▶ [Source document]
Back then, other people who read comics were the ones willing to be my friends because they were the only ones who could deal with my non-stop talking. These days there are online groups, comic conventions, and local comic stores where you can meet like-minded readers. Reading comics is fun, but when you finish, the first thing you want to do is talk about it with someone. It doesn’t do a whole lot of good to keep it to yourself, especially when you can chat about it with someone.

In what ways have you used comics to support or advocate for individuals on the spectrum?

For individuals on the spectrum, I use comics as a common ground to start up a conversation. I see a lot of parents put their kids in special programs, but I’ll just go up and talk to them about what they are interested in. From there I’ll end up with a long conversation with these kids about their very narrow interests where they begin opening up with every little detail. Sometimes, I’ll slide in and say “There’s a comic you might like on that subject.” All too often these kids will read that comic until it falls apart.

The cool thing about comics and spectrum people is that you can be sneaky with comics. All too often spectrum people might be hesitant to get into new subject material, but if it’s in the form of a comic, suddenly it becomes enticing and entertaining. I have used this as an educator and sometimes the process of getting children into something new can be slow, but ultimately rewarding. I have found that stepping out of your comfort zone is something that is difficult for those of us on the spectrum, not for fear of disappointment, but instead, for fear of enjoying it. This is because if we enjoy something, then we feel this pressure to learn every last detail about this new thing.

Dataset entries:
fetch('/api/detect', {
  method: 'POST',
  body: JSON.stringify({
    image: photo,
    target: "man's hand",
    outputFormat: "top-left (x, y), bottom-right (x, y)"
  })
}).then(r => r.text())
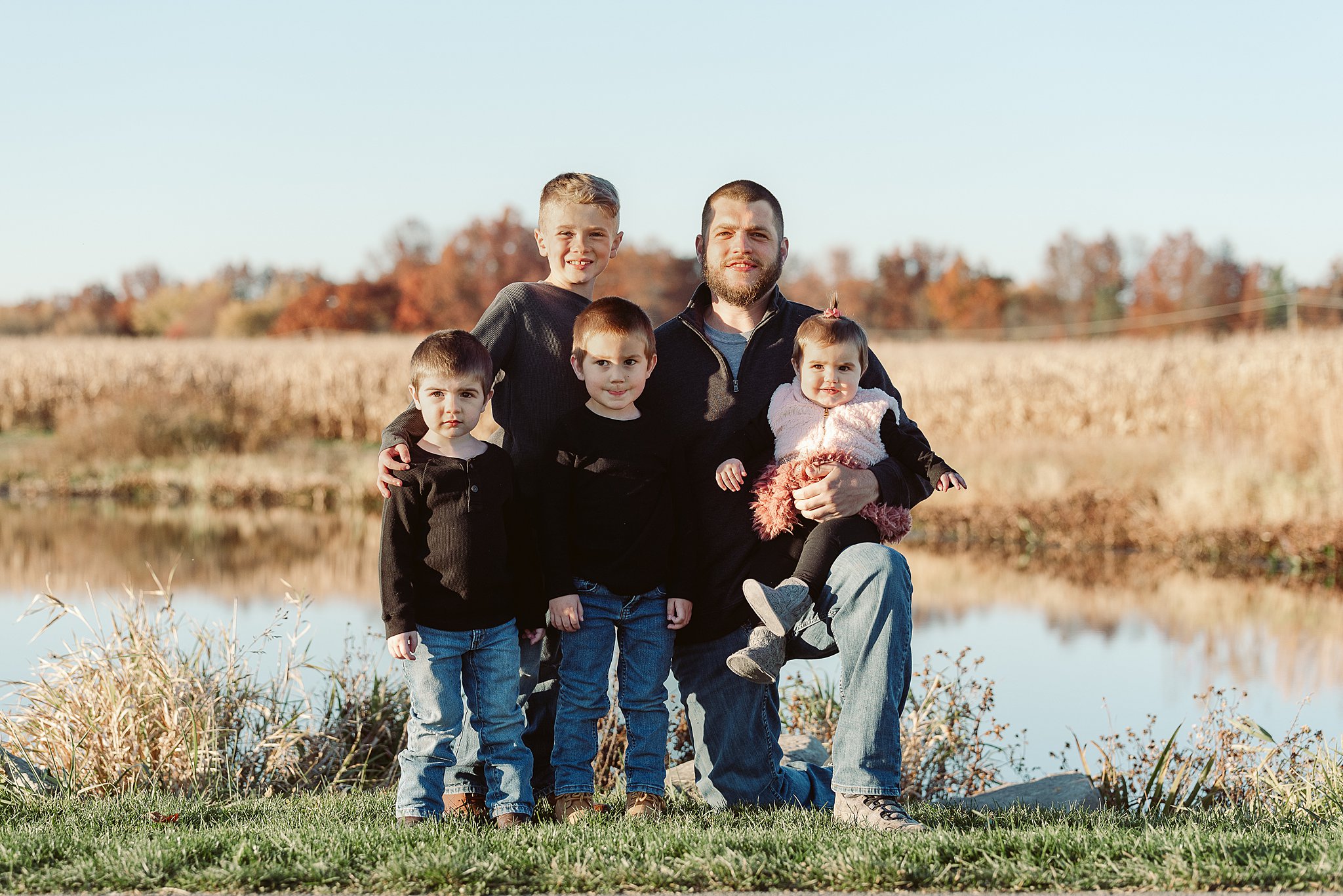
top-left (713, 457), bottom-right (747, 492)
top-left (387, 631), bottom-right (419, 659)
top-left (550, 594), bottom-right (583, 634)
top-left (792, 463), bottom-right (881, 522)
top-left (668, 598), bottom-right (691, 630)
top-left (377, 442), bottom-right (411, 498)
top-left (932, 470), bottom-right (970, 492)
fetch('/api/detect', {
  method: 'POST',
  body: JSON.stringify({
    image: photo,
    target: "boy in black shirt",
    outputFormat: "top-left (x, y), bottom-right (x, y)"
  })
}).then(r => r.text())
top-left (379, 330), bottom-right (542, 827)
top-left (542, 297), bottom-right (691, 822)
top-left (377, 172), bottom-right (623, 810)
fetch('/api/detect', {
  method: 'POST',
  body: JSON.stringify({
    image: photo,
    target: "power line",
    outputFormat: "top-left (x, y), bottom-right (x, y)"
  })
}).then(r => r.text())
top-left (872, 293), bottom-right (1343, 338)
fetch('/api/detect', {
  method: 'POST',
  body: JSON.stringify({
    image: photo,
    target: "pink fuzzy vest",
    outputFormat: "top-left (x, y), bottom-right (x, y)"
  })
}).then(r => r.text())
top-left (751, 379), bottom-right (911, 541)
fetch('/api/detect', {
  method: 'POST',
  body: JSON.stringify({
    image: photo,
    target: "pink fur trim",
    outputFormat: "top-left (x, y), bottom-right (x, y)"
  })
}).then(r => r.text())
top-left (751, 452), bottom-right (911, 543)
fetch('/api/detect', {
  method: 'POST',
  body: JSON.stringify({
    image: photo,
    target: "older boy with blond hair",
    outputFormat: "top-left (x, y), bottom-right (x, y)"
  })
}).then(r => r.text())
top-left (379, 330), bottom-right (544, 827)
top-left (377, 172), bottom-right (623, 811)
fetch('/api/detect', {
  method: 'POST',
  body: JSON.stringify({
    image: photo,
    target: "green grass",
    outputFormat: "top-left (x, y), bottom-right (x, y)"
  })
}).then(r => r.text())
top-left (0, 790), bottom-right (1343, 893)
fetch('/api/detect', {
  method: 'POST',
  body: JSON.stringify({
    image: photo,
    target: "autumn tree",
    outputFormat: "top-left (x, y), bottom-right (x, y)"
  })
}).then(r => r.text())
top-left (596, 243), bottom-right (700, 326)
top-left (864, 243), bottom-right (948, 330)
top-left (1034, 231), bottom-right (1125, 326)
top-left (927, 255), bottom-right (1011, 329)
top-left (271, 277), bottom-right (401, 334)
top-left (1132, 231), bottom-right (1209, 323)
top-left (392, 208), bottom-right (550, 332)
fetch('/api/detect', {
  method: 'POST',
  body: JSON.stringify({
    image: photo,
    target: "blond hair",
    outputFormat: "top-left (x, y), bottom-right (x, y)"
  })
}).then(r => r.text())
top-left (411, 329), bottom-right (494, 393)
top-left (537, 170), bottom-right (620, 220)
top-left (573, 296), bottom-right (658, 364)
top-left (792, 293), bottom-right (868, 374)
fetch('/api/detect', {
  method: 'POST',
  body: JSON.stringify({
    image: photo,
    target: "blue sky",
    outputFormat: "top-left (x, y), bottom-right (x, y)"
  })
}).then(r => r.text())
top-left (0, 1), bottom-right (1343, 301)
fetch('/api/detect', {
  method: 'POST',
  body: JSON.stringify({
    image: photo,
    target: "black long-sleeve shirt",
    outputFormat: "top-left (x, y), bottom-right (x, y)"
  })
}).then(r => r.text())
top-left (639, 283), bottom-right (932, 642)
top-left (541, 407), bottom-right (696, 600)
top-left (379, 444), bottom-right (545, 638)
top-left (383, 283), bottom-right (588, 497)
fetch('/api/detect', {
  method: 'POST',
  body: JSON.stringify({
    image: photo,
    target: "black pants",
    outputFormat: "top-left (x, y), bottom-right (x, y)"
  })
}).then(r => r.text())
top-left (790, 516), bottom-right (881, 603)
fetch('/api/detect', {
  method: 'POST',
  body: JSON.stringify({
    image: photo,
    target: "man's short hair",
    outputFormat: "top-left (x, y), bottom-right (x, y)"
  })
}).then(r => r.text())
top-left (411, 329), bottom-right (494, 393)
top-left (573, 296), bottom-right (658, 364)
top-left (792, 293), bottom-right (868, 374)
top-left (537, 170), bottom-right (620, 220)
top-left (700, 180), bottom-right (783, 239)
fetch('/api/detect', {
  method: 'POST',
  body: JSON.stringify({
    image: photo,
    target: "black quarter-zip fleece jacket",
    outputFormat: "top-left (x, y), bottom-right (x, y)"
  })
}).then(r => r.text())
top-left (639, 283), bottom-right (933, 642)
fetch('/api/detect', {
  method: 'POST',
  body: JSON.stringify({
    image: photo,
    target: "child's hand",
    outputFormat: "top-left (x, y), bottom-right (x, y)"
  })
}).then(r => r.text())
top-left (377, 442), bottom-right (411, 498)
top-left (668, 598), bottom-right (691, 630)
top-left (387, 631), bottom-right (419, 659)
top-left (548, 594), bottom-right (583, 634)
top-left (933, 470), bottom-right (970, 492)
top-left (713, 457), bottom-right (747, 492)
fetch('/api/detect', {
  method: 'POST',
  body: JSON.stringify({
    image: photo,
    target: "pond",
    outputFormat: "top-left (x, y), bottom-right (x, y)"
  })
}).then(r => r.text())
top-left (0, 503), bottom-right (1343, 771)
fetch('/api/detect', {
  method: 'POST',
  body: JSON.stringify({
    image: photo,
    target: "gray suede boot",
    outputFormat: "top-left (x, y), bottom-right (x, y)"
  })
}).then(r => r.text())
top-left (741, 576), bottom-right (811, 638)
top-left (728, 626), bottom-right (783, 685)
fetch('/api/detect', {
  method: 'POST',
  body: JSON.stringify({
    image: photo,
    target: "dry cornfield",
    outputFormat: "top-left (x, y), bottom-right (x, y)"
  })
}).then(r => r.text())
top-left (0, 336), bottom-right (416, 440)
top-left (0, 330), bottom-right (1343, 528)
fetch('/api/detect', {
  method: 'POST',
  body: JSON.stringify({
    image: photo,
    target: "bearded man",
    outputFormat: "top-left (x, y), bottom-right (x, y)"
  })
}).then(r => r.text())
top-left (641, 180), bottom-right (932, 832)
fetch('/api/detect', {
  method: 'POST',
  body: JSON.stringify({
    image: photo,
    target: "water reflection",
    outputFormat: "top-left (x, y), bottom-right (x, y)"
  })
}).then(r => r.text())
top-left (0, 504), bottom-right (1343, 767)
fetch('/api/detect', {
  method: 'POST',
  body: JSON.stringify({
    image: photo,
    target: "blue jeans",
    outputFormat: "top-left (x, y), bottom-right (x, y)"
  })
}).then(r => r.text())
top-left (551, 579), bottom-right (675, 796)
top-left (446, 630), bottom-right (545, 796)
top-left (672, 544), bottom-right (913, 809)
top-left (396, 622), bottom-right (532, 817)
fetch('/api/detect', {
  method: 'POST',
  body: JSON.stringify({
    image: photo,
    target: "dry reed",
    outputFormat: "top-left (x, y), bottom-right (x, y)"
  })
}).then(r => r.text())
top-left (0, 576), bottom-right (405, 795)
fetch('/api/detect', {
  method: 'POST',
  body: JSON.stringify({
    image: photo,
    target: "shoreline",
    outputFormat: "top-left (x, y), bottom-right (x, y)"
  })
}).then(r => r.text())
top-left (0, 470), bottom-right (1343, 590)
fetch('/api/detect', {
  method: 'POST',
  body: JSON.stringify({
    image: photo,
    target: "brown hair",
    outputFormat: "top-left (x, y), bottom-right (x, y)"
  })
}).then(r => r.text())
top-left (792, 293), bottom-right (868, 374)
top-left (573, 296), bottom-right (658, 364)
top-left (411, 329), bottom-right (494, 392)
top-left (537, 170), bottom-right (620, 220)
top-left (700, 180), bottom-right (783, 239)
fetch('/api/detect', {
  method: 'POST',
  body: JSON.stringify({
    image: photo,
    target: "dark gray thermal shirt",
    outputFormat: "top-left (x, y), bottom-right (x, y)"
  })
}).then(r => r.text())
top-left (383, 283), bottom-right (590, 497)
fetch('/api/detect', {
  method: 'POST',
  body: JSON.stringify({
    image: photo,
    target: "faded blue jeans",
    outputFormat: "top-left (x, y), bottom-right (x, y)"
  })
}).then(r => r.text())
top-left (551, 579), bottom-right (675, 796)
top-left (396, 622), bottom-right (532, 817)
top-left (672, 544), bottom-right (913, 809)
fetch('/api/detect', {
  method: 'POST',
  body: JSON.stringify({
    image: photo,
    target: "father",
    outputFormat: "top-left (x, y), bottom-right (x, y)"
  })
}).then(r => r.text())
top-left (641, 180), bottom-right (932, 830)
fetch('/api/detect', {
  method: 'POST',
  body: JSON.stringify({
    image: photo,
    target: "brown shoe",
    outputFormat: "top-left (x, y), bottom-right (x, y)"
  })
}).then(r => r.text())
top-left (443, 794), bottom-right (489, 823)
top-left (624, 791), bottom-right (666, 819)
top-left (494, 811), bottom-right (532, 827)
top-left (555, 794), bottom-right (593, 825)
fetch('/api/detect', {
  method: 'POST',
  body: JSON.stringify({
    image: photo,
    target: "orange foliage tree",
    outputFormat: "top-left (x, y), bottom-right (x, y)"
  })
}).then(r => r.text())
top-left (927, 255), bottom-right (1010, 329)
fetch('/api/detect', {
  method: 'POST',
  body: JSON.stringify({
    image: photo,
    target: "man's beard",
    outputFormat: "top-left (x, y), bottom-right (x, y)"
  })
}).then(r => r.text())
top-left (700, 252), bottom-right (783, 307)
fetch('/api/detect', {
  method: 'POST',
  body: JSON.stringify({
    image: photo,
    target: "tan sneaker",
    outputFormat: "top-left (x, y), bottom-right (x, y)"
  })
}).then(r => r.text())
top-left (835, 794), bottom-right (928, 834)
top-left (624, 791), bottom-right (666, 819)
top-left (443, 794), bottom-right (489, 823)
top-left (494, 811), bottom-right (532, 827)
top-left (555, 794), bottom-right (593, 825)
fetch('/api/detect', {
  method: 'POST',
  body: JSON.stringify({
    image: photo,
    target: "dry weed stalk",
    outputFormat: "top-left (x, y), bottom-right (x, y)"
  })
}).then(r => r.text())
top-left (782, 648), bottom-right (1025, 800)
top-left (0, 575), bottom-right (405, 795)
top-left (1052, 688), bottom-right (1343, 819)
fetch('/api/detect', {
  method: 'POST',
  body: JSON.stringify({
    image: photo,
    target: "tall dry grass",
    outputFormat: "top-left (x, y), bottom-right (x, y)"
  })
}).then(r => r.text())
top-left (0, 330), bottom-right (1343, 531)
top-left (874, 330), bottom-right (1343, 529)
top-left (0, 576), bottom-right (407, 795)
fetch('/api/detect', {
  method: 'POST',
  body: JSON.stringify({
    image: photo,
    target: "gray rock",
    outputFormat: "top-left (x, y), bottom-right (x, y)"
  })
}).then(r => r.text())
top-left (0, 750), bottom-right (60, 794)
top-left (666, 760), bottom-right (698, 794)
top-left (779, 735), bottom-right (830, 766)
top-left (953, 771), bottom-right (1100, 809)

▶ [Explore the material]
A. In the comics interview excerpt, what do the kids often do with a comic the speaker recommends?
B. Copy the comics interview excerpt word for word from "In what ways" to "it falls apart.".
C. Write what comes next in the comics interview excerpt, picking up after its final sentence.

▶ [Answer set]
A. They read it until it falls apart.

B.
In what ways have you used comics to support or advocate for individuals on the spectrum?

For individuals on the spectrum, I use comics as a common ground to start up a conversation. I see a lot of parents put their kids in special programs, but I’ll just go up and talk to them about what they are interested in. From there I’ll end up with a long conversation with these kids about their very narrow interests where they begin opening up with every little detail. Sometimes, I’ll slide in and say “There’s a comic you might like on that subject.” All too often these kids will read that comic until it falls apart.

C.
What role do comics play in your life today?

Comics still play a major role in my life as my main source of entertainment. I never get tired of reading them, talking about them, or meeting the people who create them. I am happy to see all different kinds of comics emerge and thriving from superheroes, manga, editorial cartoons, webcomics, and a new generation of self-published creators. I love cultivating an environment for people who love comics, and I love educating on comic book history and creation. I was glad that I was able to pull off the event San Diego Comic Fest right before the quarantine hit; many other conventions weren’t so lucky.

I would love to keep moving ahead with a career in comics because I jump around from many roles from editor, historian, educator, and convention organizer. It would be nice to settle into a role where I’m not running around so much and I can focus my abilities on a single thing. But for now, I’m happy helping comic creators in roles at Little Fish Comic Book Studio and Creators Assemble! I would love to bring back San Diego Comic Fest, but I can’t in good faith start planning a convention while the pandemic is still going on. Until then I’m just happy to sit inside and read comics. I just wish that I could finally read everything that I have in my collection, but there aren’t enough hours in the day.

What are some ways society needs to change to improve autism acceptance/understanding? 

Treat autistic people as people. Yes, it’s a spectrum, and everyone on it is different, but people really don’t understand the potential you can unlock when you nurture this gift. Autistic people may not be the most social creatures in the world, but they are among the most intelligent. Be accepting of them and what they are most passionate about because that is what they are going to excel at. It is good to see the representation of autistic characters in comics, TV and movies, but I would love to see some changes. I would love to see autistics show their personal strengths and what they are good at. I don’t want them depicted as antisocial victims, but to see them as the superheroes they were meant to be behind their secret identities.